- **SELECTED EXTRACT**
○ ○ ○
# How to avoid "framing"?



## steve-in-kville (Aug 30, 2006)

When its brush and roller in a residential new construction or repaint, what is your process for avoiding the dreaded "framing" look? (when you brush the corners and then roll the walls... the brushed paint stands out around the rolled portion of the walls, thus causing a "framed" look... in case you were not familar with this term)

I've been trying various techniques and some work way better than others. What's your technique for interior walls?

steve


----------



## Richard (May 21, 2006)

The term is "picture framing"....and it is avoided by painting quickly and always keeping a "wet edge" of paint. You have to paint fast and when you are dealing with eggshell, satin and semi-gloss it's even MORE important to go fast. :thumbsup: 

Arent you painting 2 coats(at least)?...this should take care of any picture framing you are encountering because usually it happens on the first coat 

To avoid this(or cut down on it from happening)if your walls are big, use an 18" roller to double your speed, also when you cut your walls to the ceiling, MAKE SURE when you do the initial cut, you go right back over what you cut with a good slab of paint(backbrushing or crossbrushing, etc.) and make sure when you are rolling, to roll as close to every edge as you can...I usually leave about 1"........

OH....the most important thing is good paint....hope you're using some!:


----------



## steve-in-kville (Aug 30, 2006)

Most, if not all, of my paint jobs get two coats (or more)... unless its a repaint and then we use something close to the color being covered.

In many cases I hit the corners again while the paint is still semi-wet... leaves a heavy coat. Most of time this works, but there are times that I can see where the rolling stopped and the brush started.

Maybe my cutting technique needs refinement?? Maybe I'm being too hard on myself??

BTW- I use mostly SW paint. Occassionaly other brands as the job dictates.

steve


----------



## mdshunk (Mar 13, 2005)

Is it possible that your brush or your roller cover are such crap, that they leave a great disparity in finish texture when compared?


----------



## slickshift (Jun 14, 2005)

steve-in-kville said:


> Maybe my cutting technique needs refinement??


More likely your rolling technique
Also you should be cutting then rolling one wall at a time (wet edge)
Cheaper, darker, and shinier paints show it more
...and mdshunk has an excellent point, the tools can make a great difference



steve-in-kville said:


> BTW- I use mostly SW paint.


Although SW makes some great paints, they also make some of the crappiest
You'll have to be more specific if you want to know if the paint is making your problem worse


----------



## steve-in-kville (Aug 30, 2006)

mdshunk said:


> Is it possible that your brush or your roller cover are such crap, that they leave a great disparity in finish texture when compared?


I doubt it. I use good stuff. It could be that I'm not matching the correct roller for the wall surface and/or sheen. That makes a big difference... so I've learned the hard way.

steve


----------



## Brushslingers (Jul 28, 2006)

Also, there is a term called "Dutch roll", the practice of running the roller sideways as close as you can to the top and bottom cut lines... takes out alot of junk cut for semi/eggshell.


----------



## steve-in-kville (Aug 30, 2006)

slickshift said:


> More likely your rolling technique


Please expound!! Maybe I have something to learn after all these years.
○ ○ ○
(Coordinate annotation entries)
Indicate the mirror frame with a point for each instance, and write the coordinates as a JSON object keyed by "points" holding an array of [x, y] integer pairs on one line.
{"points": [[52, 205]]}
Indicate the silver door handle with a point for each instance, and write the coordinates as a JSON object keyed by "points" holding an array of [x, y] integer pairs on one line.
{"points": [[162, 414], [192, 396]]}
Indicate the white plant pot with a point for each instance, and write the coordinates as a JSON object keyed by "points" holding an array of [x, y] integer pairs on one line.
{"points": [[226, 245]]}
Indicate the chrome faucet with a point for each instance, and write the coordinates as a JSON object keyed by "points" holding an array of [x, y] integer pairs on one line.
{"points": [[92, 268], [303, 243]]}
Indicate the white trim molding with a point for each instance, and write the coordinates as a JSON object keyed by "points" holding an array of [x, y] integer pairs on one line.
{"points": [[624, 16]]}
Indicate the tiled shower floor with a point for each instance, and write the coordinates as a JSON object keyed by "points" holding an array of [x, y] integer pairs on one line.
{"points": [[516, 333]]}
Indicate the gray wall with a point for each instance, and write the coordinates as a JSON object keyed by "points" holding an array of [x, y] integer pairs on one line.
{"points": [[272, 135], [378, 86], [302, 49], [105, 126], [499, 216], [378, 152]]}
○ ○ ○
Write the next part of the painting forum thread about avoiding the "framing" look on interior walls, picking up after its last post.

- **ANSWER TO THIS EXERCISE**
steve


----------



## steve-in-kville (Aug 30, 2006)

slickshift said:


> Although SW makes some great paints, they also make some of the crappiest
> You'll have to be more specific if you want to know if the paint is making your problem worse


Classic 99 more than anything... I like the stuff. Its at the bottom end of the scale (above the promar series, though). I've used the higher grades for various projects with the same problem.... as mentioned earlier, I may have a few hard lessons to learn.

Thanks!!

steve


----------



## slickshift (Jun 14, 2005)

Brushslingers said:


> Also, there is a term called "Dutch roll", the practice of running the roller sideways as close as you can to the top and bottom cut lines... takes out alot of junk cut for semi/eggshell.


...interesting...
Though I've often used that technique, I didn't know there was a name for it
I just had to use what I learned as a "French Roll" above a chair rail
It had a slightly glossy sheen, and the cut-in above the chair rail was highly visible with the light from the window/wall and being so high
It's one of the few things I'll use tape for


----------



## slickshift (Jun 14, 2005)

steve-in-kville said:


> Please expound!! Maybe I have something to learn after all these years.


Roll closer into the cut-in while the cut-in is still wet


----------



## Brushslingers (Jul 28, 2006)

slickshift said:


> ...interesting...
> Though I've often used that technique, I didn't know there was a name for it
> I just had to use what I learned as a "French Roll" above a chair rail
> It had a slightly glossy sheen, and the cut-in above the chair rail was highly visible with the light from the window/wall and being so high
> It's one of the few things I'll use tape for


Hmm, now you got one on me, whats french roll?


----------



## Joewho (Sep 20, 2006)

Steve,

I've held many income property accounts over the years and my first job as a painter was for a property mgt. company.

You definatley don't need classic 99 for an income property. Use the Pro Mar line. It's advertised as a contracors paint, but don't let that put you off. It's an excellent product. 200 is top of the line, 700 is the next step down and 400 is the cheapo stuff.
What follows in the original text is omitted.